> **Written instruction 1**
Using the text on the senior notes offering, decide whether each statement agrees with it: (a) The Notes have an aggregate principal amount of $200 million. (b) Interest on the Notes is payable quarterly. (c) The new Credit Agreement was entered into with J.P. Morgan Chase Bank. Answer yes or no for each and quote the deciding words.
> **Written instruction 2**
From the text on the senior notes offering, copy the stretch from "On December 1, 2010 (the" through "and Guaranty Agreement)." word for word.
> **Written instruction 3**
According to the text on the senior notes offering, what was the issue price of the Notes?

> **Text**
On December 1, 2010 (the Closing Date), American Reprographics Company (the Company) completed
its previously announced private offering of its 10.5% Senior Notes due 2016 (the Notes). It also
entered into a new $50 million Credit Agreement dated December 1, 2010 with Wells Fargo Bank,
National Association (the Credit Agreement) and paid off in full amounts outstanding under its
Credit and Guaranty Agreement dated December 6, 2007 with J.P. Morgan Chase Bank, N.A., as
administrative agent and collateral agent, J.P. Morgan Securities, Inc. and Wachovia Capital
Markets, LLC as joint book runners and joint lead arrangers and Wachovia Bank, National
Association, as syndication agent (the Credit and Guaranty Agreement).
10.5% Senior Notes due 2016
On December 1, 2010, the Company closed on its offering of Notes in the aggregate principal amount
of $200 million. The issue price was 97.824% with a yield to maturity of 11.0%. The Company
received gross proceeds of $195,648,000 from the Notes offering. In connection with the issuance
of the Notes, the Company entered into an Indenture, dated as of the Closing Date (the
Indenture), among the Company, certain subsidiaries of the Company named therein, as guarantors
(the Guarantors), and Wells Fargo Bank, National Association, as Trustee, and a Registration
Rights Agreement, dated as of the Closing Date (the Registration Rights Agreement), among the
Company, the Guarantors, and Merrill Lynch, Pierce, Fenner & Smith Incorporated, as representatives
of the initial purchasers of the Notes (the Initial Purchasers). The Notes were offered only to
qualified institutional buyers pursuant to Rule 144A under the Securities Act of 1933, as amended
(the Securities Act), and outside the United States to non-U.S. persons pursuant to Regulation S
under the Securities Act. A copy of the press release announcing the completion of the offering of
the Notes is attached hereto as Exhibit 99.1 and is incorporated by reference herein.
Indenture
Pursuant to the Indenture, the Company issued and sold to the Initial Purchasers $200 million
aggregate principal amount of the Notes. The terms of the Indenture provide that, among other
things, the Notes are general unsecured senior obligations of the Company and will be subordinated
to all existing and future secured debts of the Company to the extent of the assets securing such
debt. The Companys obligations under the Notes are jointly and severally guaranteed by all of the
Companys domestic subsidiaries.
Interest on the Notes accrues at a rate of 10.5% per annum and is payable semiannually in arrears
on June 15 and December 15 of each year, commencing on June 15, 2011. The Company will make each
interest payment to the holders of record of the Notes on the immediately preceding June 1 and
December 1.

Stored data entries
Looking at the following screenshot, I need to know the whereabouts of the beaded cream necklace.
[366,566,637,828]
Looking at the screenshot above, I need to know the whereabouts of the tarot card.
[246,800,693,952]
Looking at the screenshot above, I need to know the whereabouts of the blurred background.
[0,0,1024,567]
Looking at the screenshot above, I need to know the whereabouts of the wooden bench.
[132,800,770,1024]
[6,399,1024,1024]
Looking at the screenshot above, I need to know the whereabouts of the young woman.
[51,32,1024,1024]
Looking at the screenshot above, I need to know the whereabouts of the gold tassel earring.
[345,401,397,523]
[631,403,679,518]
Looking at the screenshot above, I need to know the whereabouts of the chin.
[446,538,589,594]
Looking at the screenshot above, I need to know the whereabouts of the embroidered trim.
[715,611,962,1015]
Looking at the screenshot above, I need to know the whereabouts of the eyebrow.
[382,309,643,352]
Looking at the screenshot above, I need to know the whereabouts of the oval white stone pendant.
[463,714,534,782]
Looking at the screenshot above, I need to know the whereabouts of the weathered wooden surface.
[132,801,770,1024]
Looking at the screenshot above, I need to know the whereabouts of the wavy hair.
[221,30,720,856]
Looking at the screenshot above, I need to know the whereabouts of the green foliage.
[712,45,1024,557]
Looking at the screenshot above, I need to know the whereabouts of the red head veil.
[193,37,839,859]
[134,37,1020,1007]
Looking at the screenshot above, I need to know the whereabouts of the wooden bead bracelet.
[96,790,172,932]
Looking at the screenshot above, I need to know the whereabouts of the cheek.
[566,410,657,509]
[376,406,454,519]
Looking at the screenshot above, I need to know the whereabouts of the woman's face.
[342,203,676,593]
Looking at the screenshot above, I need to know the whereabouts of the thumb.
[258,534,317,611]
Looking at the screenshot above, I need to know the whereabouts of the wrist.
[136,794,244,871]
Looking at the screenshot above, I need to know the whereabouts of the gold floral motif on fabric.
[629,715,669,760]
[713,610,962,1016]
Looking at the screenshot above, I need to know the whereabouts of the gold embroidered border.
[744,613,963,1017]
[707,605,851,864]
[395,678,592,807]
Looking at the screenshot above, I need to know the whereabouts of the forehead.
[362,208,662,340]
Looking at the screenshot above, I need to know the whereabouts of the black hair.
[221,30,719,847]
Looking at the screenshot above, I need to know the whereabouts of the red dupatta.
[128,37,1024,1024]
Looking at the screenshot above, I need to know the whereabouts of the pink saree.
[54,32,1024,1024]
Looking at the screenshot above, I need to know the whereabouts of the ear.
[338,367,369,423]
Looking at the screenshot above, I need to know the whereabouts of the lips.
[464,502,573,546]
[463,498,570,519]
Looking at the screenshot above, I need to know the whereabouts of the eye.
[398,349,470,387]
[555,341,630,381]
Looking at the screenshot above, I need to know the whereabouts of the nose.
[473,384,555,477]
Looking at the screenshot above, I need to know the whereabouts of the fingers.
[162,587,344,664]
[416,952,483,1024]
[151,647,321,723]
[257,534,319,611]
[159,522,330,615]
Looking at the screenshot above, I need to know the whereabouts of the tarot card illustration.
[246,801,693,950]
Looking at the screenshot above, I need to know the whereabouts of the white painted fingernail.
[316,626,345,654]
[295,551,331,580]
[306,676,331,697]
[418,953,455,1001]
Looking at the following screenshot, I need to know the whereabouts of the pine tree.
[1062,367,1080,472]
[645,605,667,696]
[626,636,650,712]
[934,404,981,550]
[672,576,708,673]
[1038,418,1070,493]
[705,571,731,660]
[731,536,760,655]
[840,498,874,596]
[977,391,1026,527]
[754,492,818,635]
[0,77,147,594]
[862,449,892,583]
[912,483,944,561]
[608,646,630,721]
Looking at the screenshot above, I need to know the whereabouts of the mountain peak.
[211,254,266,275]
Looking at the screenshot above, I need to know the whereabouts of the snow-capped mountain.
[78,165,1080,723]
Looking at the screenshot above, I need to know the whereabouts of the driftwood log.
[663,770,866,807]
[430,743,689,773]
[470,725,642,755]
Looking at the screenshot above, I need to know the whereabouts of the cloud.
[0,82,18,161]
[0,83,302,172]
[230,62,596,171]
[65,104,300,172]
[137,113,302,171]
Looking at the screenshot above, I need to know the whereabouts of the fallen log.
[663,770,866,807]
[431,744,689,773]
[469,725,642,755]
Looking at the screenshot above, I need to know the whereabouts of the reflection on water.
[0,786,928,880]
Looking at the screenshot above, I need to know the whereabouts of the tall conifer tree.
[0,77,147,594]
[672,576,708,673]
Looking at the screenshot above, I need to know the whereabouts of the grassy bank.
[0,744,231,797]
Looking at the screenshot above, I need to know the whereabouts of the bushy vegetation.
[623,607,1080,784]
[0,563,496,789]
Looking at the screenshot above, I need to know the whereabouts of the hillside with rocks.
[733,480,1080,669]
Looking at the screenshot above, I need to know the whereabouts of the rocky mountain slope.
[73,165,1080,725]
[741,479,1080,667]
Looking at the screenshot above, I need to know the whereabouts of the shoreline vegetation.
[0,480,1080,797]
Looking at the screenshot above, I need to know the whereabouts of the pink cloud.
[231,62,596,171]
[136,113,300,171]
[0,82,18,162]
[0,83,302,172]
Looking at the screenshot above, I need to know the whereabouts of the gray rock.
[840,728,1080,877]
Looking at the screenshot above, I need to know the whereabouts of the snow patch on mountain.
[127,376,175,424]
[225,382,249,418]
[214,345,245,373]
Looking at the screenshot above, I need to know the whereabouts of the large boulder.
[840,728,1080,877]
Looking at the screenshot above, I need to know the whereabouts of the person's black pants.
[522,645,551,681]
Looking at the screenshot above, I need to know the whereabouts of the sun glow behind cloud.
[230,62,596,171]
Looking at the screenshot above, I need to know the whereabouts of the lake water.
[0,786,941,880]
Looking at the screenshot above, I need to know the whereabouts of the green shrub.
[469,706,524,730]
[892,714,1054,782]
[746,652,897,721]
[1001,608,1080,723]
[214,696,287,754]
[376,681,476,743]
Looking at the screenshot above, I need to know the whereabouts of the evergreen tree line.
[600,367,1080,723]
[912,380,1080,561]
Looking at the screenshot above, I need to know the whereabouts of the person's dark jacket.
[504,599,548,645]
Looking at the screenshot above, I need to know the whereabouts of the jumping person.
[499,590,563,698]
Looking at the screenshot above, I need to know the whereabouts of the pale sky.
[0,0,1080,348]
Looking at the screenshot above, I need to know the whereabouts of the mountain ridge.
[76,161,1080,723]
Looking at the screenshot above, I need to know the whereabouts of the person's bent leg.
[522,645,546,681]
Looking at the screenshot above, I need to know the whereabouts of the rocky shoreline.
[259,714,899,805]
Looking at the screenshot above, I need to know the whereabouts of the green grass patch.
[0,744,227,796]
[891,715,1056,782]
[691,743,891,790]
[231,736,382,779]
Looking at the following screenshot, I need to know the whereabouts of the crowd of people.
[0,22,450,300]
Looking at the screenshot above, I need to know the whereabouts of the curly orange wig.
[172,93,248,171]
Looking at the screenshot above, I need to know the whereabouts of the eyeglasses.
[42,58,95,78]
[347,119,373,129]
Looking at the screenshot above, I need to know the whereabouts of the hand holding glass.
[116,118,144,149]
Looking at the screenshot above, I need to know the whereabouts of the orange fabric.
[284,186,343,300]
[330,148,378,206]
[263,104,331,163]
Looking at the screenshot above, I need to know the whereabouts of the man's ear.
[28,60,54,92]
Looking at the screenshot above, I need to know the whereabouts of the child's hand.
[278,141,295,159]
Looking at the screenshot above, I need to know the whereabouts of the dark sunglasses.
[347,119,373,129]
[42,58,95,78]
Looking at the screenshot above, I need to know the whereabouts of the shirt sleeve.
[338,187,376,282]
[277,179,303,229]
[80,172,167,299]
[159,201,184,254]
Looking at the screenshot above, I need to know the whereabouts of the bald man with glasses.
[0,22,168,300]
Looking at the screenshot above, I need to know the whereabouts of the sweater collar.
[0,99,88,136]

> **Written answer 1**
(a) Yes: "the Company closed on its offering of Notes in the aggregate principal amount of $200 million"
(b) No: "is payable semiannually in arrears on June 15 and December 15 of each year"
(c) No: "a new $50 million Credit Agreement dated December 1, 2010 with Wells Fargo Bank, National Association"

> **Written answer 2**
On December 1, 2010 (the Closing Date), American Reprographics Company (the Company) completed
its previously announced private offering of its 10.5% Senior Notes due 2016 (the Notes). It also
entered into a new $50 million Credit Agreement dated December 1, 2010 with Wells Fargo Bank,
National Association (the Credit Agreement) and paid off in full amounts outstanding under its
Credit and Guaranty Agreement dated December 6, 2007 with J.P. Morgan Chase Bank, N.A., as
administrative agent and collateral agent, J.P. Morgan Securities, Inc. and Wachovia Capital
Markets, LLC as joint book runners and joint lead arrangers and Wachovia Bank, National
Association, as syndication agent (the Credit and Guaranty Agreement).

> **Written answer 3**
The issue price was 97.824%.